§ WHAT YOU HAVE TO DO
Take the data and return it in full. Change nothing.

[Items from a data source]
==*==
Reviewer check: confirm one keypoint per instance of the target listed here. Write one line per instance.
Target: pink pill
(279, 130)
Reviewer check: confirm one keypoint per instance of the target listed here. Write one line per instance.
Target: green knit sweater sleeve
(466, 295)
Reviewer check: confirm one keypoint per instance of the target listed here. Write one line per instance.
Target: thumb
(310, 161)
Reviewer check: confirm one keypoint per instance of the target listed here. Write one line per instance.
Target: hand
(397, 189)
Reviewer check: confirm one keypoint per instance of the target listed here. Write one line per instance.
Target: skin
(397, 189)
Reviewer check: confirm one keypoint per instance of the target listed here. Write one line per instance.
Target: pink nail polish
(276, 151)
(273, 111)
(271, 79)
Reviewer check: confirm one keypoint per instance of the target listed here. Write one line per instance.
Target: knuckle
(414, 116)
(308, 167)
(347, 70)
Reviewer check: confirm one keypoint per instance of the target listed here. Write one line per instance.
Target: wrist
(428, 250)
==*==
§ RESULT FOR THIS EXERCISE
Reviewer check: confirm one keypoint per instance of the target listed here. Write one line per instance.
Target: pink pill
(279, 130)
Reviewer check: confirm one keypoint per instance of the target listed here. Write one line per instance.
Target: green knit sweater sleeve
(466, 295)
Reviewer check: confirm one keypoint per instance of the target listed here. Write one line per instance.
Target: thumb
(310, 161)
Reviewer check: confirm one keypoint per instance of the target listed here. Write one line per instance.
Target: hand
(397, 189)
Reviewer check: confirm one keypoint per instance of the target listed here. Write one line per instance.
Target: skin
(397, 189)
Reviewer check: confirm one keypoint per instance of the target listed here. Write one line per instance.
Target: pink nail polish
(276, 151)
(273, 111)
(271, 79)
Reviewer check: confirm one keypoint per instance of the target listed here. Write one line per instance.
Target: knuckle
(414, 116)
(308, 167)
(347, 70)
Reviewer check: confirm one keypoint per instance of the target listed here. Write one line per instance.
Target: wrist
(428, 250)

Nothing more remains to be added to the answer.